## SCHRIFTLICHE AUFGABE
Aktualisiere im Artikel über vergessene NS-Orte in Wien den Abschnitt von „Viele wichtige Adressen“ bis „des NS-Terrors nach.“, indem du ihn vollständig wiedergibst und dabei „unsichtbar“ durch „kaum erkennbar“ ersetzt.

## QUELLENAUSZUG
────────────────────────────────────────

Manuela Tomic in FALTER 36/2017 vom 06.09.2017 (S. 41)
In der Albertgasse, nur wenige Schritte vom Café Hummel entfernt, liegt ein Stück NS-Vergangenheit. Es verbirgt sich hinter einer top-renovierten Wohnhausfassade. Die moderne Stahltür lässt durch ein kleines Glasfenster ins Innere blicken. Der Treppenaufgang ist mit Marmorwänden versehen, das zweigeschoßige Vestibül scheint, von außen betrachtet, endlos in die Höhe zu ragen.
Viele kennen das Wohnhaus von Spaziergängen oder dem Weg zur Arbeit. Aber nur wenige wissen, dass es sich hier um das ehemalige Hauptquartier der Hitlerjugend handelt. Im Keller waren Gefängniszellen angebracht. Doch das wussten die Jugendlichen nicht. Wer Widerstand leistete, wurde inhaftiert. Heute ist das moderne Wohnhaus in privater Hand und Firmensitz verschiedenster Unternehmen.
Mahnmale oder historische Hinweise, die an die dunkelste Epoche Wiens erinnern, sucht man vergebens. Und die Albertgasse ist kein Einzelfall.
Viele wichtige Adressen des Nazi-Regimes sind im heutigen Wiener Stadtbild unsichtbar. Etwa die Hohenstaufengasse 3, ein Otto-Wagner-Bau, in dem Militärjustizbeamte einst Todesurteile fällten, oder das Palais in der Reisnerstraße 40, das dem Reichspropagandaamt als Sitz diente. Auch die Theobaldgasse 19, der Verwaltungssitz der NS-Gewerkschaft Deutsche Arbeitsfront, ist vergessen. Der Historiker Johannes Sachslehner und der Höhlenforscher und Kameramann Robert Bouchal widmen sich in ihrem jüngst erschienenen Buch „Das nationalsozialistische Wien: Orte – Täter – Opfer“ genau diesen Orten und zeichnen eine Topografie des NS-Terrors nach.

────────────────────────────────────────

## BEREITGESTELLTE DATEN

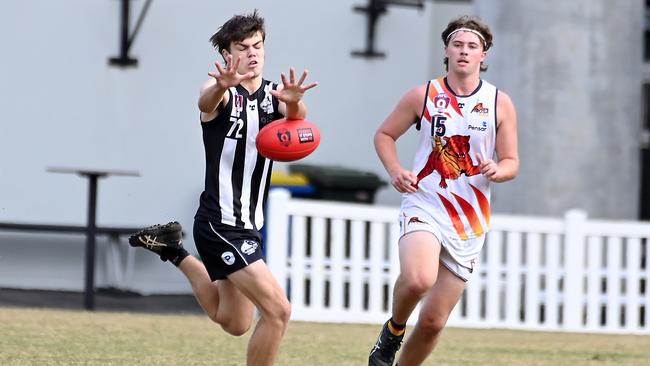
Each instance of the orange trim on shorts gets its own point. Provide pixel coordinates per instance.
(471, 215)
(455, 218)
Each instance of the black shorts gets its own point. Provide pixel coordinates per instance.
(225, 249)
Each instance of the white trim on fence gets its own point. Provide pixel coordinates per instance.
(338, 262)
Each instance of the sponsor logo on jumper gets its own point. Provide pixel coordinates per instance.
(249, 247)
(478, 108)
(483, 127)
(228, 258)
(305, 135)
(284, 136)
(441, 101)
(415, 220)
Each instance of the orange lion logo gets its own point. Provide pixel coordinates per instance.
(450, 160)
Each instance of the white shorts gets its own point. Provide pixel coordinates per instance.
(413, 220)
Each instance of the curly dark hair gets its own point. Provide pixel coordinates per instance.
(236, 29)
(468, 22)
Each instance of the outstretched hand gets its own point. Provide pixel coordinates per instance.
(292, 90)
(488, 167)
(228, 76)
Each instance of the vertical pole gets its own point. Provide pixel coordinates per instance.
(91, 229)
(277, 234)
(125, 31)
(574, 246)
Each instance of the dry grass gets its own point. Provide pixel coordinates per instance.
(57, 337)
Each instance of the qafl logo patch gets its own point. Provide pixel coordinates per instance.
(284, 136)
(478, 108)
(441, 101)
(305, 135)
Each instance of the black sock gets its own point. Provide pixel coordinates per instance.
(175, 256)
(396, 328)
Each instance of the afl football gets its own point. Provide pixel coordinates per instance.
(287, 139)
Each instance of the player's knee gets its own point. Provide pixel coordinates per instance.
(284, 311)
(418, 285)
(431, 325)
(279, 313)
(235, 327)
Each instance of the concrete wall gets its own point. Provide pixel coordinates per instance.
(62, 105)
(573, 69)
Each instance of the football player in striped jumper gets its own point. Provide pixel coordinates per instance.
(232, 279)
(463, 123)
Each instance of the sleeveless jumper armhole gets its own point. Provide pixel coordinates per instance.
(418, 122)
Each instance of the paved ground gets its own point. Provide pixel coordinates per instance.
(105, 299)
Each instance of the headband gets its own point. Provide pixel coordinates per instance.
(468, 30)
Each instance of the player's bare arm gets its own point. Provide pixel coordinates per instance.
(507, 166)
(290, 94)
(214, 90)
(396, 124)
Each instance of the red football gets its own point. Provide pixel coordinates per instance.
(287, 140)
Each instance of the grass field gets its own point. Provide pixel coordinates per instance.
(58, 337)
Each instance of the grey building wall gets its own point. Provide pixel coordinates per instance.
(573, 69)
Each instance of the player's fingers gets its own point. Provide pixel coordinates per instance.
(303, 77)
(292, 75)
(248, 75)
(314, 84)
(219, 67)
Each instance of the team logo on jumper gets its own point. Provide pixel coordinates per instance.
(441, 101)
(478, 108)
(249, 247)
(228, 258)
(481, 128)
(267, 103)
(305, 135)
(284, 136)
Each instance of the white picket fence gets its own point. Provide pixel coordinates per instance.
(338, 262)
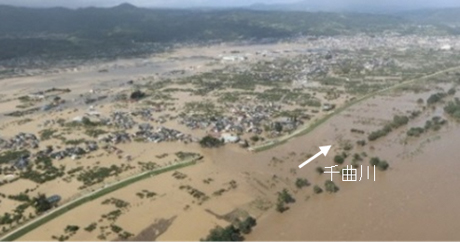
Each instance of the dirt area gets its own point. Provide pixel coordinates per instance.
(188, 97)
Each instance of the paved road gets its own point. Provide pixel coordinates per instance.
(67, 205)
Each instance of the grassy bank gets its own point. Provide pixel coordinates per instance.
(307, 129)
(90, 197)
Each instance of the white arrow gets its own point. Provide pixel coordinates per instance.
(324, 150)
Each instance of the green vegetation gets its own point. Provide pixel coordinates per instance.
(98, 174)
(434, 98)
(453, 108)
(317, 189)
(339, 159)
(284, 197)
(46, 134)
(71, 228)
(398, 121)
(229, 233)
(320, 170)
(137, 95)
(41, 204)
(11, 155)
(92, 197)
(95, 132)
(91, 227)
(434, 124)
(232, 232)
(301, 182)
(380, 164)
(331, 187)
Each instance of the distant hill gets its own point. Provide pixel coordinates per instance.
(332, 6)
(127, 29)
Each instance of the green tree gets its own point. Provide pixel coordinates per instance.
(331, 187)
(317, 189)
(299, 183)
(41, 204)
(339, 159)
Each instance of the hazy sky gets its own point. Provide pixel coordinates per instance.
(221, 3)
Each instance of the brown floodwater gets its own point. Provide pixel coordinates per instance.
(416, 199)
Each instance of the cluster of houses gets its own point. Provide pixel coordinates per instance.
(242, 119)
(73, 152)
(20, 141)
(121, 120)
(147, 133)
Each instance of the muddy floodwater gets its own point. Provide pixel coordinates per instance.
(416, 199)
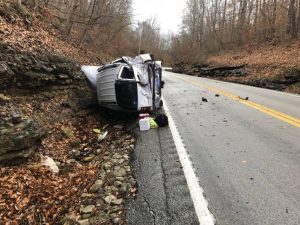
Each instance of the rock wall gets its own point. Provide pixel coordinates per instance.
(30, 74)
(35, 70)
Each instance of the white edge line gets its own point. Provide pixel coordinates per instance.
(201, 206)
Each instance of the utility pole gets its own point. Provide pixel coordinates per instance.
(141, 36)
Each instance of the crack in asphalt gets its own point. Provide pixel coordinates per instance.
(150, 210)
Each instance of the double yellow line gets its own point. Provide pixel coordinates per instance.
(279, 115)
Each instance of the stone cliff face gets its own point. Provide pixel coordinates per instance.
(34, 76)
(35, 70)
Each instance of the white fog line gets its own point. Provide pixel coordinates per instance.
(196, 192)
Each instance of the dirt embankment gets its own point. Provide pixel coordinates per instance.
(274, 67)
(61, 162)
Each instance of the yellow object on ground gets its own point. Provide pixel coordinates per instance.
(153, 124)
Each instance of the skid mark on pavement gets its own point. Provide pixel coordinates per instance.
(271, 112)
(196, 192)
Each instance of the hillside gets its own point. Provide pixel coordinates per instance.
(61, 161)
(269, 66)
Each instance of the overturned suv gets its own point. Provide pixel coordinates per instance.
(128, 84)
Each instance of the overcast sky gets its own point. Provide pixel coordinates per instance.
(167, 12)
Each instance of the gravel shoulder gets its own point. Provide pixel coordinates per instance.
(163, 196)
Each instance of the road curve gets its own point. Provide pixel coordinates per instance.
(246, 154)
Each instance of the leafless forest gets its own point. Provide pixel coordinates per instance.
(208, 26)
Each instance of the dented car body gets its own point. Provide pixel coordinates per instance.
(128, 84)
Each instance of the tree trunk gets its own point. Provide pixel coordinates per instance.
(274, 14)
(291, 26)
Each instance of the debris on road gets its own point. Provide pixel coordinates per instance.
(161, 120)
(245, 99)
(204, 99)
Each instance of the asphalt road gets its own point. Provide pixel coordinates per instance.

────────────────────────────────────────

## ANTWORT ZUR AUFGABE
Viele wichtige Adressen des Nazi-Regimes sind im heutigen Wiener Stadtbild kaum erkennbar. Etwa die Hohenstaufengasse 3, ein Otto-Wagner-Bau, in dem Militärjustizbeamte einst Todesurteile fällten, oder das Palais in der Reisnerstraße 40, das dem Reichspropagandaamt als Sitz diente. Auch die Theobaldgasse 19, der Verwaltungssitz der NS-Gewerkschaft Deutsche Arbeitsfront, ist vergessen. Der Historiker Johannes Sachslehner und der Höhlenforscher und Kameramann Robert Bouchal widmen sich in ihrem jüngst erschienenen Buch „Das nationalsozialistische Wien: Orte – Täter – Opfer“ genau diesen Orten und zeichnen eine Topografie des NS-Terrors nach.